» **WHAT IS EXPECTED**
Take the line with "Target: paved road" and every line after it in the entries below, and set them down exactly, without any pictures.

Point-per-instance localization data
──────────

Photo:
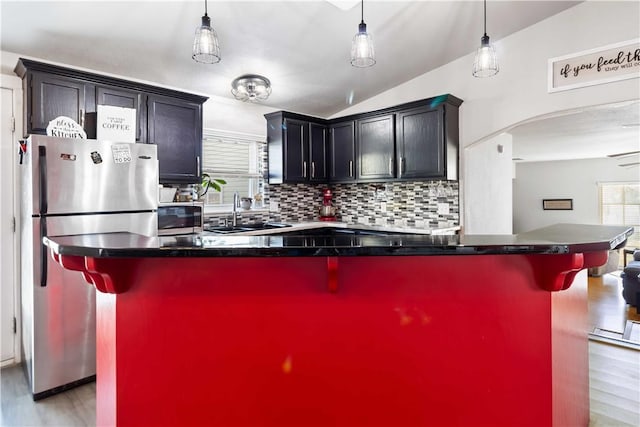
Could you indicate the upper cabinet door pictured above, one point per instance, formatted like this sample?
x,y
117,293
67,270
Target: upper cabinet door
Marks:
x,y
376,151
125,98
343,152
54,96
296,150
420,145
319,148
175,126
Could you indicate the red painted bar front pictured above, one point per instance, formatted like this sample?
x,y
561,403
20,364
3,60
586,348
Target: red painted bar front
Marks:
x,y
349,341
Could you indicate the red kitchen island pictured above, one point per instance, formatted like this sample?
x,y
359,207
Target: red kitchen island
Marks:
x,y
399,330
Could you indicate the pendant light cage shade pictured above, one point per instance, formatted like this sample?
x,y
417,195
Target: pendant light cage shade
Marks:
x,y
362,53
206,48
251,87
486,61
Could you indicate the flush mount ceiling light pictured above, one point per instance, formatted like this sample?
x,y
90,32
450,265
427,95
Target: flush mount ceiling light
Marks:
x,y
362,54
251,87
206,48
486,62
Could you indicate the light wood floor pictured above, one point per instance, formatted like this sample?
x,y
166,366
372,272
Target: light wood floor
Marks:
x,y
614,374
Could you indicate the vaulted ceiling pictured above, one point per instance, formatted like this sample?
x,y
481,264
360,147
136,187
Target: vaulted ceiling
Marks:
x,y
303,47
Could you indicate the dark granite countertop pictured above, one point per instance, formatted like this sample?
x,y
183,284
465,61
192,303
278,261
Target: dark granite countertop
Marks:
x,y
556,239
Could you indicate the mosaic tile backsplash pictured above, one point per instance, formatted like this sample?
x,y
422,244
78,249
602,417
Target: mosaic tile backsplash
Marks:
x,y
416,204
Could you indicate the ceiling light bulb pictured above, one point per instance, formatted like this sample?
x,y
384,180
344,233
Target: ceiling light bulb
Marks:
x,y
362,53
251,87
206,48
486,61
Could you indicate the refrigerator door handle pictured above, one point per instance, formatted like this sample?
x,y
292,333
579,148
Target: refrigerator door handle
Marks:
x,y
43,252
42,178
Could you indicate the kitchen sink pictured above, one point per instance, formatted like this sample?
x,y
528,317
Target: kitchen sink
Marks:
x,y
245,227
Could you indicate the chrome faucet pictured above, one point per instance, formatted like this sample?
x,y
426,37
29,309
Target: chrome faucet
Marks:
x,y
236,205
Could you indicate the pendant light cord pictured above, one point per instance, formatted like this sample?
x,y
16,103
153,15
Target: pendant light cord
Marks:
x,y
485,18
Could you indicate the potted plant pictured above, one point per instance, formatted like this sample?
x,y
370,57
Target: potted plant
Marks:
x,y
208,182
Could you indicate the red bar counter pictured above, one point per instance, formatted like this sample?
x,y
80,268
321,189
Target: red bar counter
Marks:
x,y
395,331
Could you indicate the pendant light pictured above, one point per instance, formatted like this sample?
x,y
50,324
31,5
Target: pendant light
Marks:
x,y
486,62
206,48
362,54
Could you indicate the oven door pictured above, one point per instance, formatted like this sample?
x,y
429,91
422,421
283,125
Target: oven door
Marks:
x,y
180,218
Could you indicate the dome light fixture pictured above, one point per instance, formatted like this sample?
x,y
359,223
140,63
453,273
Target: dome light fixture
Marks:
x,y
362,54
206,48
251,87
486,62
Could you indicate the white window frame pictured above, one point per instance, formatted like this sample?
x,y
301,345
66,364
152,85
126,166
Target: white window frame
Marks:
x,y
254,170
601,186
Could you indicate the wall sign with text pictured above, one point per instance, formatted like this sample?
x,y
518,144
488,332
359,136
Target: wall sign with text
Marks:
x,y
605,64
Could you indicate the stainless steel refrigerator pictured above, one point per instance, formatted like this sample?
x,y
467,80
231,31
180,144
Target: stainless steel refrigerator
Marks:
x,y
74,186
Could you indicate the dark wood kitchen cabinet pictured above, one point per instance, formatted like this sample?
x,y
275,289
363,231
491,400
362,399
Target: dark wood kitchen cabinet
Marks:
x,y
427,143
319,153
53,96
413,141
175,126
297,148
343,152
170,119
375,147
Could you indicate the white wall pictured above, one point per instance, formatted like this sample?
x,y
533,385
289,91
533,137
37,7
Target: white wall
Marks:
x,y
218,113
568,179
487,182
519,91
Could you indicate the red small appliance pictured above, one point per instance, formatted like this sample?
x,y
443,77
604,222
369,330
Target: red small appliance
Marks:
x,y
327,211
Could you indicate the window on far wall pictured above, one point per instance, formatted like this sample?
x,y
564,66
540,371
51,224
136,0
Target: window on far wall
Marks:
x,y
236,158
620,205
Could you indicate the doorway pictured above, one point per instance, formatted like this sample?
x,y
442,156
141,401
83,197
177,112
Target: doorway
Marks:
x,y
9,248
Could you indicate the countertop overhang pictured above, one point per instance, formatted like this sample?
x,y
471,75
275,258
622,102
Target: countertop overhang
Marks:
x,y
555,239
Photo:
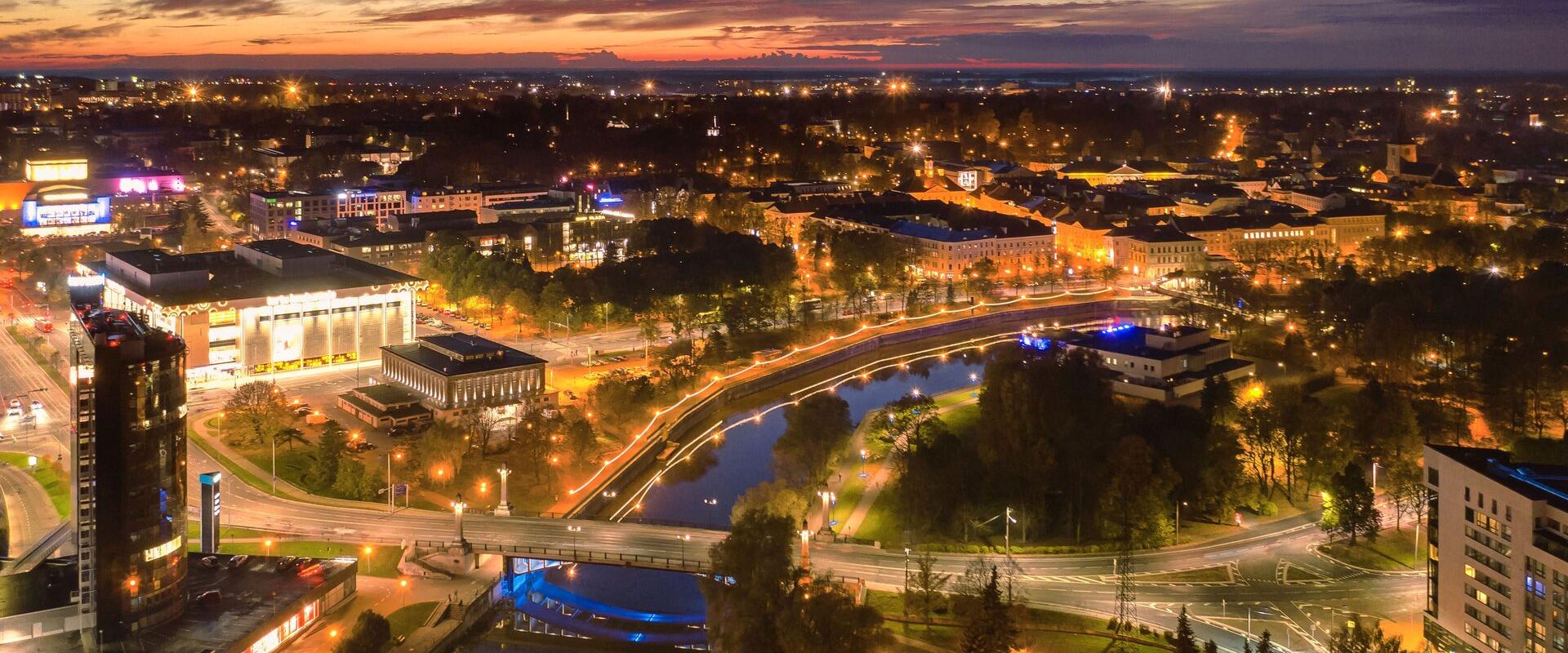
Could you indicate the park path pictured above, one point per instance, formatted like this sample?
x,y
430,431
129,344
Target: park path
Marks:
x,y
880,475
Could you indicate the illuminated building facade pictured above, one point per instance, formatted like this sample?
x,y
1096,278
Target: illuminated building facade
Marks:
x,y
1160,364
65,211
274,211
267,306
129,448
458,373
1498,552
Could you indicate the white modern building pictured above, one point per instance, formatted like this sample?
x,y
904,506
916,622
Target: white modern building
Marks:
x,y
1498,562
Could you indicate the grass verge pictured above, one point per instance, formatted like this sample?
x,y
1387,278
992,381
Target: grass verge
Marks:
x,y
1392,552
412,617
1040,630
49,475
35,351
381,561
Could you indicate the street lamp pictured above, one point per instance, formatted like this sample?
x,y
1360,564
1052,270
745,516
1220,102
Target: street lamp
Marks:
x,y
826,509
574,531
457,511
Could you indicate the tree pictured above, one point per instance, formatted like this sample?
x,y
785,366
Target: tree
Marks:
x,y
1358,639
772,499
582,439
982,278
924,591
328,455
1184,639
291,438
439,451
371,634
902,422
256,409
479,428
354,481
991,630
1134,506
825,619
1348,506
756,555
1405,491
816,428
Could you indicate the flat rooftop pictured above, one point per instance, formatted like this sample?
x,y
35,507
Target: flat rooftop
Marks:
x,y
1537,481
455,354
233,279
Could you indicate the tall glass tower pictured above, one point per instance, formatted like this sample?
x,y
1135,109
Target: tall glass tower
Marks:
x,y
129,387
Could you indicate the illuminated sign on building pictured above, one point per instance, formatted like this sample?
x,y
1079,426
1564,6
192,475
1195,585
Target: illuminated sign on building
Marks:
x,y
44,213
278,636
163,549
301,298
65,170
141,185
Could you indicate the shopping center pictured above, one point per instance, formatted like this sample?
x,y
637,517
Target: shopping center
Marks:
x,y
267,306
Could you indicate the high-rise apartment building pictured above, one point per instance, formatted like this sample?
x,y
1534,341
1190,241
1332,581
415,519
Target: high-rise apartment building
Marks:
x,y
1498,564
129,387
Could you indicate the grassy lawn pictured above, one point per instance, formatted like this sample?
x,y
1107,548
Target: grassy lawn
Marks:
x,y
961,419
229,465
1392,552
380,562
408,619
49,475
37,353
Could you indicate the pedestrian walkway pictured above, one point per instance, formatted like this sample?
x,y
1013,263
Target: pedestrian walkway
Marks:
x,y
880,473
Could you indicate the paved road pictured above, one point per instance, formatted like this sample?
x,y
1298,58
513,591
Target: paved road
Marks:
x,y
29,513
1259,557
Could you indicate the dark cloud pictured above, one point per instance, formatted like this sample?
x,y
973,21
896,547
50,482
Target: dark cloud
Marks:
x,y
33,39
187,10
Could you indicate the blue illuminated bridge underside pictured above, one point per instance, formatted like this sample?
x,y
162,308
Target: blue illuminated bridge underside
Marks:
x,y
537,591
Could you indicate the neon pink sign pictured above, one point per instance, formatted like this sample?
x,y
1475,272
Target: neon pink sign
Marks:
x,y
138,185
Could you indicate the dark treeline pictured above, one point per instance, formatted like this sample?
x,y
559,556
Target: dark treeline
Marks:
x,y
675,269
1460,339
1071,460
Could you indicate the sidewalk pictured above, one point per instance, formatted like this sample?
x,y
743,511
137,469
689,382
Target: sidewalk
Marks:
x,y
880,472
256,477
673,412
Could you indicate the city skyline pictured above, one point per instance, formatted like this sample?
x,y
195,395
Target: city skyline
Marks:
x,y
1118,35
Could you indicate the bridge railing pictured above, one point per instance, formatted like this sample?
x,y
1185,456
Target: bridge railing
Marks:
x,y
599,557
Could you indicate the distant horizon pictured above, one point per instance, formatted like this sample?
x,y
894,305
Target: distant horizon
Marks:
x,y
889,35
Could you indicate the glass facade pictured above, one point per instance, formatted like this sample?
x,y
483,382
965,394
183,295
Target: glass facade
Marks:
x,y
129,385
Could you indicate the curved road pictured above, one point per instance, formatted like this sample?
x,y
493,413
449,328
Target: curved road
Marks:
x,y
1269,571
29,513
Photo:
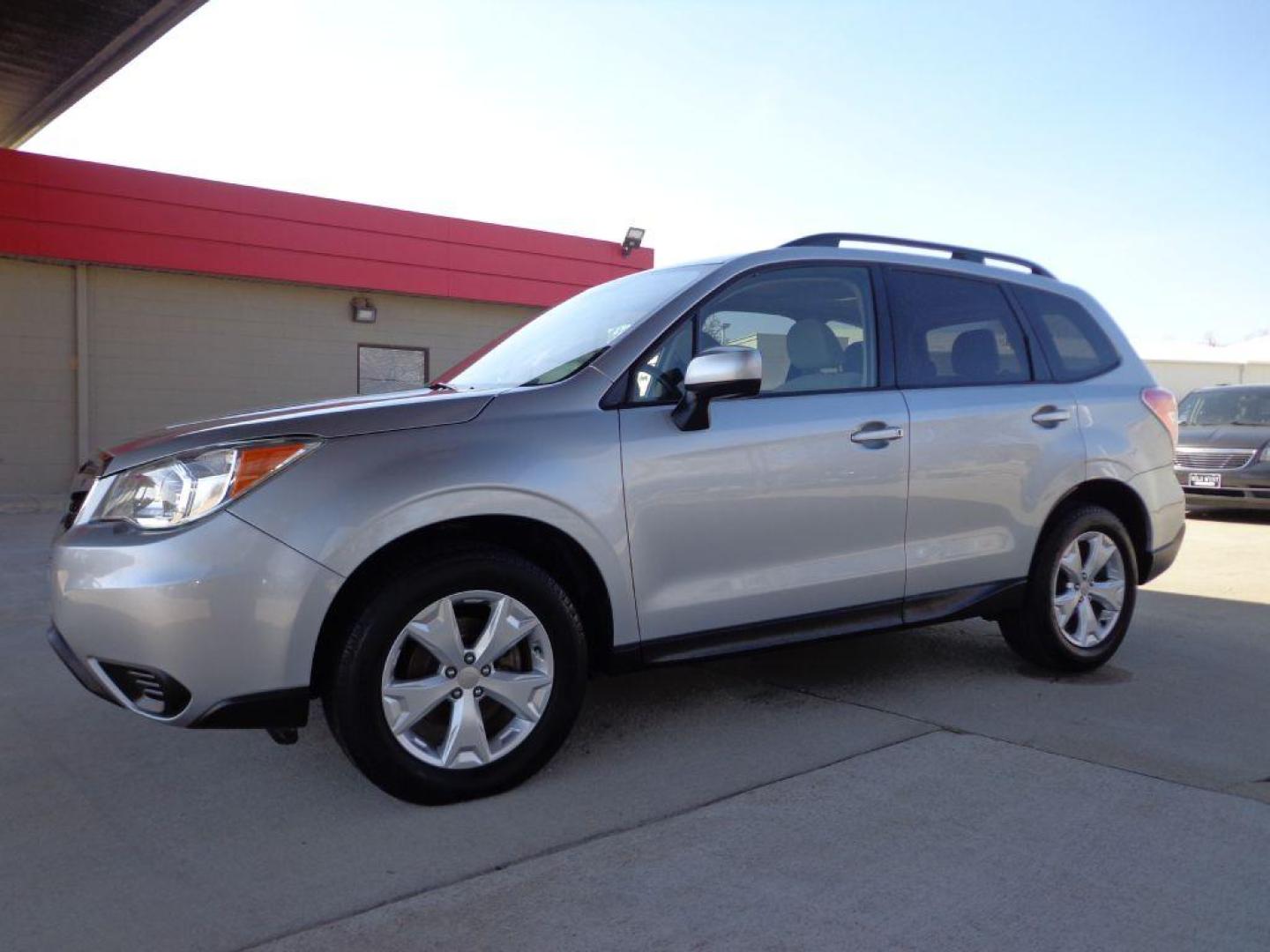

──────────

» **RESPONSE TO THE EXERCISE**
Target: paved road
Marks:
x,y
29,513
1259,557
Could you indicate the dark cloud pictured above, one point per instance, formatted like this sample?
x,y
973,21
896,547
50,482
Target: dark cloud
Marks:
x,y
33,39
187,10
Could you indicate the blue illuminated bridge underside pictured above, one point per instance, formatted like this sample?
x,y
162,308
Target: blue illuminated bridge underside
Marks:
x,y
537,591
Could you indicate the neon pink sign pictured above, one point per instance, formatted like this sample?
x,y
1475,272
Target: neon pink sign
Marks:
x,y
138,185
Could you indicate the dark treeline pictured above, one point per instance, formatted like this sample?
x,y
559,556
Target: dark treeline
Marks:
x,y
675,269
1460,339
1071,460
Could you indicate the sidewalk pictured above, one point per instance, formatted like this sample?
x,y
743,511
137,469
689,382
Target: sidewalk
Marks:
x,y
880,472
256,477
673,412
Could you indicate the city skyline pictured above, one point per instance, formatted like this sample?
x,y
195,395
Target: city skyline
Marks:
x,y
1118,35
Could you indicate the bridge railing pictured above, one point per instance, formatted like this sample?
x,y
1185,456
Target: bridge railing
Marks:
x,y
599,557
Could you indicate the distant horizon pictured above, one point per instance, formatted like this sample?
x,y
894,305
Target: distant horizon
Marks:
x,y
889,35
Could you indicate the glass facade pictured above, one point per instance, formatted like this sample?
x,y
483,382
965,394
183,295
Target: glass facade
Marks:
x,y
129,385
Could you indicate the curved road pictured above, one point per instance, formatted like this sample?
x,y
493,413
449,328
Target: curved road
Marks:
x,y
1269,571
29,513
Photo:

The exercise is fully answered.